>> start Text to read

To count nodes, we can use recursion:

int count(BSTree t) {
if (t == NULL) {
return 0
} else {
return 1 + count(t->left) + count(t->right);
}
}


This algorithm can be modified to count different characteristics of the tree, such as number of odd nodes:

int countOdd(BSTree t) {
if (t == NULL) {
return 0
} else {
// if odd ret = 1, if even ret = 0
int ret = (t->data % 2);
return ret + countOdd(t->left) + countOdd(t->right);
}
}


#### Counting Leaves

To count the number of leaves, we can use recursion:

int BSTreeNumLeaves(BSTree t) {
// base case
if (t == NULL) {
return 0;
}
// if left and right are NULL, the node is a leaf
if ((t->left == NULL) && (t->right == NULL)) {
return 1;
}
int numleft = BSTreeNumLeaves(t->left);
int numright = BSTreeNumLeaves(t->right);
return (numleft + numright);
}


#### Finding A Node

To find a node, we can use recursion:

int BSTreeFind(BSTree t, int v) {
if (t == NULL) { // base case: value doesn't exist in tree
return 0;
} else if (v < t->value) { // value is less, search on the left hand side
return BSTreeFind(t->left, v);
} else if (v > t->value) { // value is more, search on the right hand side
return BSTreeFind(t->right, v);
} else // found the value
return 1;
}


### Tree Traversal

Infix Order (LNR)

>> end Text to read
>> start Record set

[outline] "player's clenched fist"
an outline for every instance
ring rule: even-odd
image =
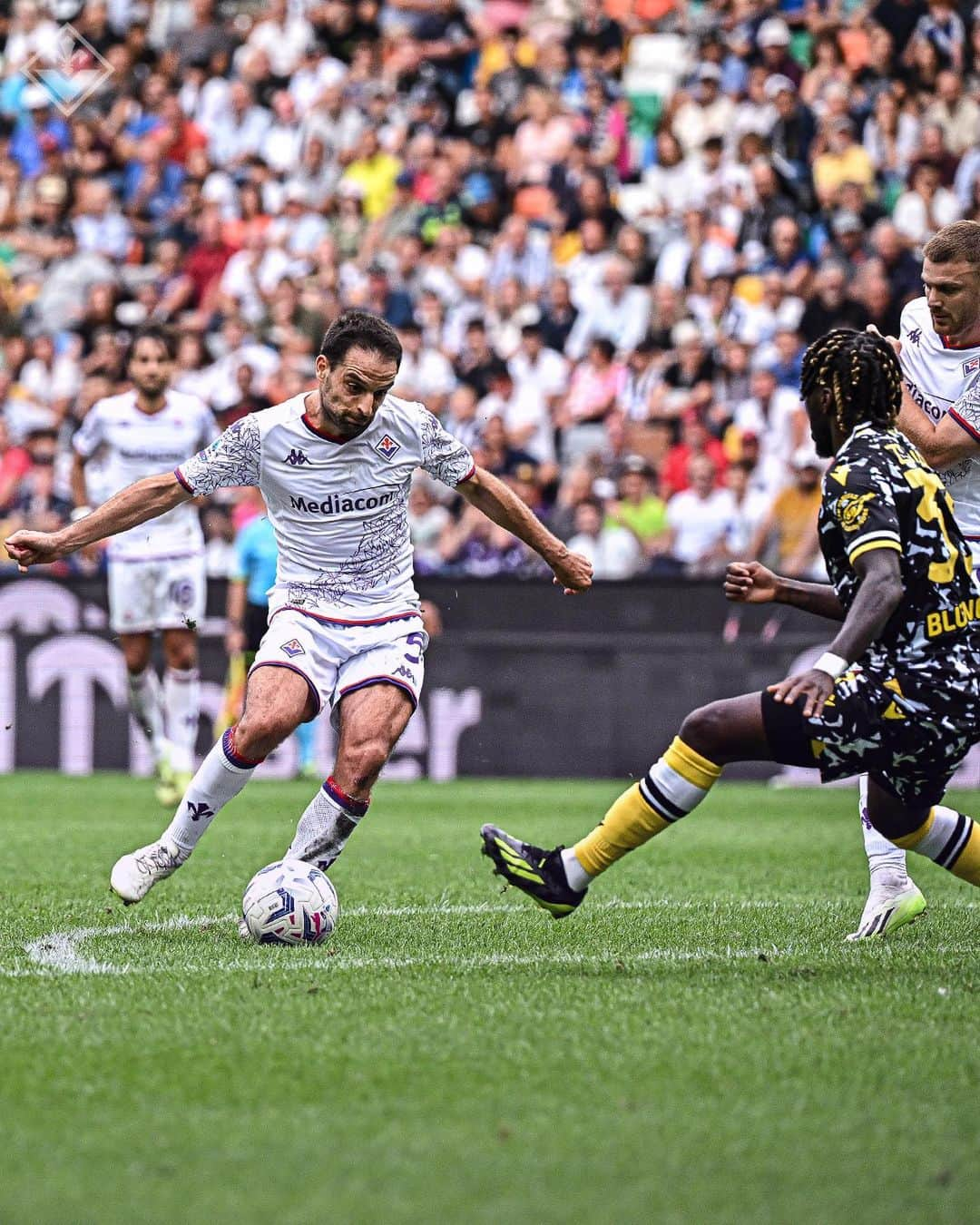
[[[775,599],[777,577],[758,561],[731,561],[725,571],[725,599],[736,604],[768,604]]]
[[[28,566],[44,565],[58,561],[64,556],[58,548],[58,537],[54,532],[15,532],[4,541],[7,556],[17,562],[21,573],[27,573]]]
[[[551,570],[555,572],[555,583],[565,588],[566,595],[587,592],[592,587],[592,562],[581,552],[568,552],[552,561]]]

>> end Record set

[Task 1]:
Answer these questions from the binary search tree notes:
(a) In countOdd, what value does ret take for an even node?
(b) In BSTreeNumLeaves, what condition marks a node as a leaf?
(c) In BSTreeFind, which side is searched when v is greater than t->value?
[Task 2]:
Decide whether each statement agrees with the binary search tree notes. Answer yes or no, and quote the words that decide it.
(a) BSTreeFind returns 1 when the value is found.
(b) BSTreeNumLeaves returns 1 when the tree is NULL.
(c) The node-counting algorithm can be adapted to count other characteristics of the tree.
[Task 3]: Carry on the binary search tree notes from their last line, "Infix Order (LNR)".

[Final answer 1]:
(a) 0
(b) Both t->left and t->right are NULL.
(c) The right hand side

[Final answer 2]:
(a) Yes: "found the value" and "return 1;"
(b) No: "if (t == NULL) {" and "return 0;"
(c) Yes: "This algorithm can be modified to count different characteristics of the tree"

[Final answer 3]:
Visit left, root, right

void BSTreeInfix(BSTree t) {
if (t == NULL) {
return;
}
BSTreeInfix(t->left);
showBSTreeNode(t);
BSTreeInfix(t->right);
}


Postfix Order (LRN)

Visit left, right, root

void BSTreePostfix(BSTree t) {
if (t == NULL) {
return;
}
BSTreePostfix(t->left);
BSTreePostfix(t->right);
showBSTreeNode(t);
}


Prefix Order (NLR)

Visit root, left, right

void BSTreePrefix(BSTree t) {
if (t == NULL) {
return;
}
showBSTreeNode(t);
BSTreePrefix(t->left);
BSTreePrefix(t->right);
}


### Tree Rotations

Left Rotation

function rotateLeft(Tree n1):
if n1 is empty or right(n1) is empty:
return n1

Tree n2 = right(n1)
right(n1) = left(n2)
left(n2) = n1
return n2


Right Rotation

function rotateRight(Tree n1):
if n1 is empty or left(n1) is empty:
return n1

Tree n2 = left(n1)
left(n1) = right(n2)
right(n2) = n1
return n2


## Graphs

### Graph Data Structures

Properties of a Graph

• Has $V$ - a set of vertices
• Has $E$ - a set of edges
• Has at most $\dfrac{V(V - 1)}{2}$ edges (excluding loops)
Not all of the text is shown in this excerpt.